◆ **Passage for review**:
====

CHEERFUL, MUTUAL corruption lies at the heart of David Mamet's new comedy, a farcical collision between a Hollywood moviecrew and the tiny, snow dome-perfect town of Waterford, Vt. Clearly, Mamet would like us to see State and Main as his entry into the mad universe of Preston Sturges (particularly Sullivan's Travels with its willfully innocent Hollywood folk). That's pretty wishful thinking. Actually, State doesn't even have the consistent incisiveness or perfect pitch of Mamet's cowritten script for Wag the Dog, which watched Hollywood and Washington co-opt each other. (State and Dog do share one gift: almost preternaturally good timing. When he wrote State last year, even Mamet couldn't have imagined that one deadpan exchange about the Electoral College would turn into the movie's most explosive laugh. You just can't beat fate.)
STATE AND MAIN
written and directed David Mamet with William H. Macy, Philip Seymour Hoffman, Alec Baldwin, Sarah Jessica Parker, and Rebecca Pidgeon opens December 22 at Guild 45th and Pacific Place
State gets off to an impeccable start since the Hollywood invasion is spearheaded by William H. Macy as Walt, the beleaguered director of a period drama, The Old Mill. No one does disgrace under pressure better than Macy (Fargo, Boogie Nights), and pressure is what Walt is feeling—thanks to his randy leading man, megastar Bob Barrenger (Alec Baldwin).

====

◆ **Descriptions of regions in natural language**:
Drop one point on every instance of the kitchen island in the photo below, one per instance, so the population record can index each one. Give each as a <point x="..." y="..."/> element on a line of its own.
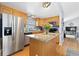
<point x="43" y="44"/>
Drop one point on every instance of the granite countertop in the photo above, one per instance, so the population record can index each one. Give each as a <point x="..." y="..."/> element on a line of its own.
<point x="43" y="37"/>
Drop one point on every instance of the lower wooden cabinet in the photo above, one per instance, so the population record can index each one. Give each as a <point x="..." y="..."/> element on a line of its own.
<point x="43" y="48"/>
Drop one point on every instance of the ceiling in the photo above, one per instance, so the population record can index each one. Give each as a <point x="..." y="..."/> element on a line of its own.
<point x="34" y="8"/>
<point x="70" y="9"/>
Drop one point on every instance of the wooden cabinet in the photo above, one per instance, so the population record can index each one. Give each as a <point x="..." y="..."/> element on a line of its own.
<point x="9" y="10"/>
<point x="40" y="48"/>
<point x="43" y="21"/>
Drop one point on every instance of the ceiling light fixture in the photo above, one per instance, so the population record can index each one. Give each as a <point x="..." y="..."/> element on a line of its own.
<point x="46" y="4"/>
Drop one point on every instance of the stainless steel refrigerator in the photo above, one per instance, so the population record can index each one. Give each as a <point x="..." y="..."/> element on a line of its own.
<point x="11" y="34"/>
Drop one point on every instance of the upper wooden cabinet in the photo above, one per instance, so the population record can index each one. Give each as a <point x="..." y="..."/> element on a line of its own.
<point x="43" y="21"/>
<point x="5" y="9"/>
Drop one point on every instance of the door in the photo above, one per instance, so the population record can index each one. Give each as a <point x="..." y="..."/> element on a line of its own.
<point x="18" y="33"/>
<point x="0" y="34"/>
<point x="7" y="47"/>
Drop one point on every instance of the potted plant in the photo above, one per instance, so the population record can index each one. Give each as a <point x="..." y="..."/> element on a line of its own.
<point x="47" y="27"/>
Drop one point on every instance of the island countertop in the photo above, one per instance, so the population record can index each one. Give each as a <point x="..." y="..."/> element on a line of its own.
<point x="43" y="37"/>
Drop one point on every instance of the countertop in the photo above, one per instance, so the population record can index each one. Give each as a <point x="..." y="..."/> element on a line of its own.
<point x="43" y="37"/>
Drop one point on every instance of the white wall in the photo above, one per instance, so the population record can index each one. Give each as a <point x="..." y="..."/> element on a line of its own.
<point x="75" y="22"/>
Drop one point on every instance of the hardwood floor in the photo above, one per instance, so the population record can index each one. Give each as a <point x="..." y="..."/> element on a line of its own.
<point x="61" y="50"/>
<point x="68" y="43"/>
<point x="24" y="52"/>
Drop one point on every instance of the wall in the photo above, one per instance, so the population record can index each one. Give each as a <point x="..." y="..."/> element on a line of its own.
<point x="10" y="10"/>
<point x="75" y="22"/>
<point x="43" y="21"/>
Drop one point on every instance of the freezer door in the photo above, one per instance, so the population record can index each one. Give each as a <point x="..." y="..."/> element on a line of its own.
<point x="18" y="33"/>
<point x="7" y="47"/>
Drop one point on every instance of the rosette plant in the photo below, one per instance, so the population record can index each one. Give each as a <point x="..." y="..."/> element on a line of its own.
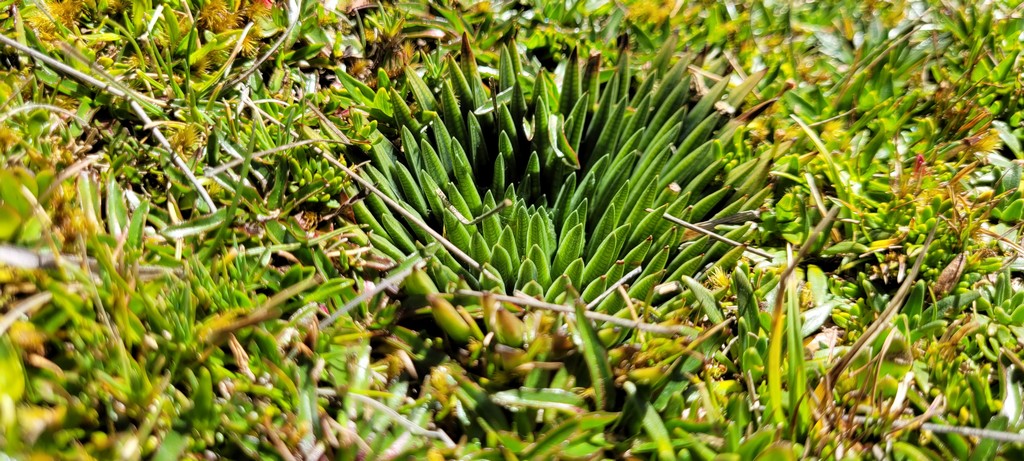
<point x="550" y="193"/>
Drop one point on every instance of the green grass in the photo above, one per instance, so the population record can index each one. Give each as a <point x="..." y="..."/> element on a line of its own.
<point x="510" y="229"/>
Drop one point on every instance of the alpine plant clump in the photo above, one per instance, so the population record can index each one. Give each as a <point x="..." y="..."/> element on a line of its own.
<point x="553" y="191"/>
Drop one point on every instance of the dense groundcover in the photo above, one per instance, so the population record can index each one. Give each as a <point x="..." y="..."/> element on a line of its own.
<point x="511" y="229"/>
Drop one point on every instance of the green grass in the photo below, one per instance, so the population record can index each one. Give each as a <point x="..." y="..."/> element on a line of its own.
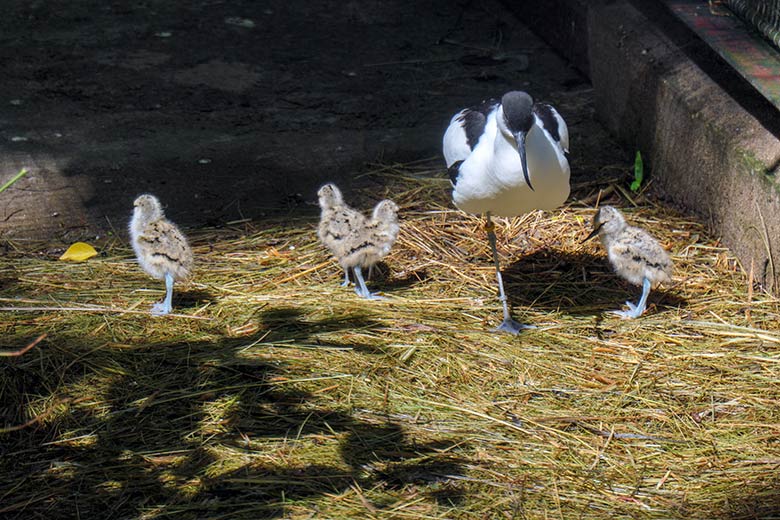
<point x="276" y="393"/>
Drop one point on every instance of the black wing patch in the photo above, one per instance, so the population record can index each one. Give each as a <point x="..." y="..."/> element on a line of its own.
<point x="474" y="119"/>
<point x="545" y="112"/>
<point x="453" y="172"/>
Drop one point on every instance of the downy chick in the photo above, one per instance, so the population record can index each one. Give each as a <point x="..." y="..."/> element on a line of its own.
<point x="337" y="223"/>
<point x="160" y="247"/>
<point x="370" y="243"/>
<point x="634" y="254"/>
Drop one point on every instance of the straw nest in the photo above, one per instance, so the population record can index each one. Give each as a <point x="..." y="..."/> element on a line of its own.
<point x="272" y="391"/>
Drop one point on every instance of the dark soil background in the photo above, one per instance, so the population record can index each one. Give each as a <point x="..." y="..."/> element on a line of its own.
<point x="239" y="109"/>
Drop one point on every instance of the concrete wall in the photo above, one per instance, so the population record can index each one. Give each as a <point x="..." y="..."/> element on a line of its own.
<point x="711" y="144"/>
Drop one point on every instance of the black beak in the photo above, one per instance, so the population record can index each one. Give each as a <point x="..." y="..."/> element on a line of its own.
<point x="592" y="233"/>
<point x="520" y="138"/>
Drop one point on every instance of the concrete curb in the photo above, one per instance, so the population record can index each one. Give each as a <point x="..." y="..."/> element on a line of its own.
<point x="708" y="154"/>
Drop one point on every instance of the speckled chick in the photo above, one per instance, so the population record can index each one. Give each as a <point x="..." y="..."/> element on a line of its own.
<point x="372" y="242"/>
<point x="634" y="254"/>
<point x="338" y="223"/>
<point x="160" y="247"/>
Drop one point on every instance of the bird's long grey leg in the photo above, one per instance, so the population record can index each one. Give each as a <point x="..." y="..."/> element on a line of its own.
<point x="509" y="324"/>
<point x="360" y="288"/>
<point x="165" y="307"/>
<point x="637" y="310"/>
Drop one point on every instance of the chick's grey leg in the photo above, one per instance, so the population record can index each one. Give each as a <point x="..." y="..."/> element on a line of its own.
<point x="360" y="288"/>
<point x="160" y="309"/>
<point x="636" y="311"/>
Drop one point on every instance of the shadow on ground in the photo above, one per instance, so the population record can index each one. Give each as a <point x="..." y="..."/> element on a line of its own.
<point x="579" y="284"/>
<point x="195" y="429"/>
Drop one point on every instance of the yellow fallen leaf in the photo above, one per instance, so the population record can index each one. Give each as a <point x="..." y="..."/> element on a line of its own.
<point x="79" y="252"/>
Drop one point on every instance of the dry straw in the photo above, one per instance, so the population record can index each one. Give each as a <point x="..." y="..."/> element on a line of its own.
<point x="275" y="392"/>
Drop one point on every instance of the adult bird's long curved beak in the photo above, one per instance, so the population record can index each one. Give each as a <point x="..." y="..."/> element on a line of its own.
<point x="520" y="139"/>
<point x="592" y="234"/>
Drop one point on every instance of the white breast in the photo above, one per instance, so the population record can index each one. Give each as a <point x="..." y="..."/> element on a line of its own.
<point x="491" y="177"/>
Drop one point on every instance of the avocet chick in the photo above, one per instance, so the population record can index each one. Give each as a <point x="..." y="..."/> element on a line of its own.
<point x="369" y="244"/>
<point x="337" y="223"/>
<point x="160" y="247"/>
<point x="355" y="241"/>
<point x="633" y="253"/>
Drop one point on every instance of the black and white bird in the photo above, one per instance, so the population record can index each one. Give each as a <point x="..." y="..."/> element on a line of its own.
<point x="161" y="248"/>
<point x="634" y="254"/>
<point x="506" y="158"/>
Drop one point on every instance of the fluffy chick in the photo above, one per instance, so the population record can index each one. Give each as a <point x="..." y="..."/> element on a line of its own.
<point x="634" y="254"/>
<point x="355" y="241"/>
<point x="372" y="242"/>
<point x="338" y="222"/>
<point x="160" y="247"/>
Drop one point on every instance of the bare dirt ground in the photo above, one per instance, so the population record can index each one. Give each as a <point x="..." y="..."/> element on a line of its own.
<point x="232" y="110"/>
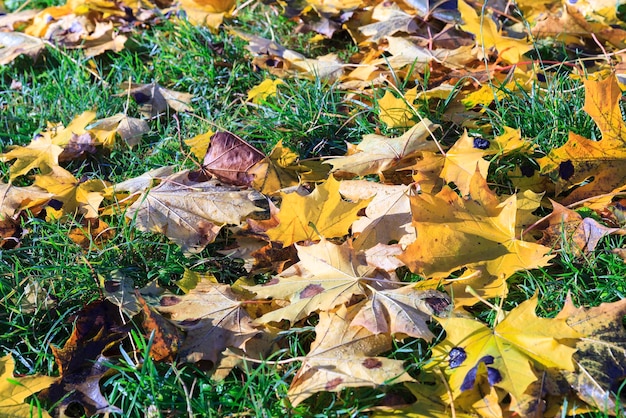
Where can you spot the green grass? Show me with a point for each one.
(309, 116)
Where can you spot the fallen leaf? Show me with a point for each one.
(214, 318)
(518, 346)
(402, 311)
(229, 158)
(14, 391)
(40, 154)
(14, 199)
(280, 169)
(376, 154)
(398, 112)
(327, 275)
(82, 361)
(190, 213)
(266, 89)
(488, 36)
(321, 214)
(600, 354)
(453, 232)
(199, 144)
(77, 196)
(463, 160)
(344, 356)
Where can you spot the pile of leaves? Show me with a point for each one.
(336, 237)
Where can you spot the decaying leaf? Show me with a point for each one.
(600, 354)
(344, 356)
(511, 353)
(376, 154)
(191, 213)
(229, 158)
(82, 360)
(453, 232)
(14, 391)
(321, 214)
(213, 317)
(326, 276)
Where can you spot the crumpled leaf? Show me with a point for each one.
(463, 160)
(229, 158)
(81, 196)
(600, 355)
(512, 351)
(213, 317)
(402, 311)
(266, 89)
(41, 153)
(327, 275)
(323, 213)
(387, 217)
(14, 199)
(397, 112)
(82, 360)
(344, 356)
(191, 213)
(280, 169)
(14, 391)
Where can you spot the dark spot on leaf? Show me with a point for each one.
(438, 305)
(271, 282)
(493, 376)
(470, 379)
(481, 143)
(457, 357)
(527, 170)
(55, 204)
(566, 170)
(372, 363)
(486, 360)
(169, 300)
(311, 290)
(332, 384)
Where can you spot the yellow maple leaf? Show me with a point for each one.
(488, 36)
(511, 351)
(462, 161)
(267, 88)
(323, 212)
(454, 232)
(75, 195)
(14, 390)
(199, 144)
(397, 112)
(41, 153)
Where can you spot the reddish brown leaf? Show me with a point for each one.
(229, 158)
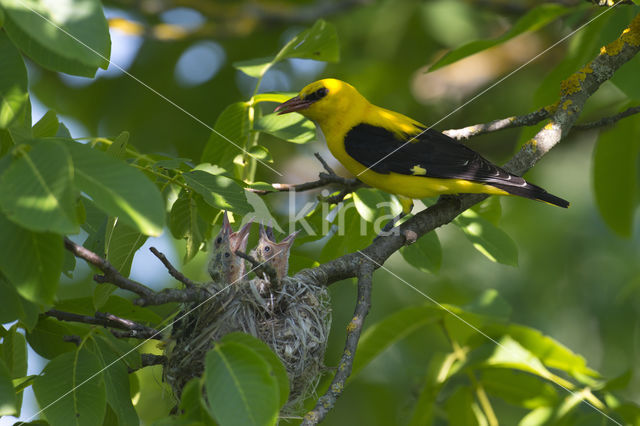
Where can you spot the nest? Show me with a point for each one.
(293, 320)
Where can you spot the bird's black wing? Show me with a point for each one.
(434, 154)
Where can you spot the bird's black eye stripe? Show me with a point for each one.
(317, 95)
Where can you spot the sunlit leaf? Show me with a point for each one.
(489, 240)
(229, 137)
(122, 242)
(218, 191)
(186, 223)
(15, 109)
(70, 36)
(319, 42)
(118, 189)
(241, 389)
(292, 128)
(71, 390)
(37, 190)
(390, 330)
(532, 21)
(8, 401)
(31, 261)
(261, 348)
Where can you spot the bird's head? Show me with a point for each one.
(322, 99)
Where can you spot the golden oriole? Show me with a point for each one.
(399, 155)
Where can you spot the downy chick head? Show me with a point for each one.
(224, 264)
(274, 253)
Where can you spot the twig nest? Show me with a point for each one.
(294, 320)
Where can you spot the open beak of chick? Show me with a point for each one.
(292, 105)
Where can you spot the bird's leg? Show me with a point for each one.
(386, 229)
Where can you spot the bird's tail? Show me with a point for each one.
(533, 192)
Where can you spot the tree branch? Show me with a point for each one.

====

◆ **Task prompt**: Copy the review of State and Main from "CHEERFUL, MUTUAL corruption" up to and including "can't beat fate.)", changing "comedy" to "satire". You can do the task without the lines.

◆ **Response**:
CHEERFUL, MUTUAL corruption lies at the heart of David Mamet's new satire, a farcical collision between a Hollywood moviecrew and the tiny, snow dome-perfect town of Waterford, Vt. Clearly, Mamet would like us to see State and Main as his entry into the mad universe of Preston Sturges (particularly Sullivan's Travels with its willfully innocent Hollywood folk). That's pretty wishful thinking. Actually, State doesn't even have the consistent incisiveness or perfect pitch of Mamet's cowritten script for Wag the Dog, which watched Hollywood and Washington co-opt each other. (State and Dog do share one gift: almost preternaturally good timing. When he wrote State last year, even Mamet couldn't have imagined that one deadpan exchange about the Electoral College would turn into the movie's most explosive laugh. You just can't beat fate.)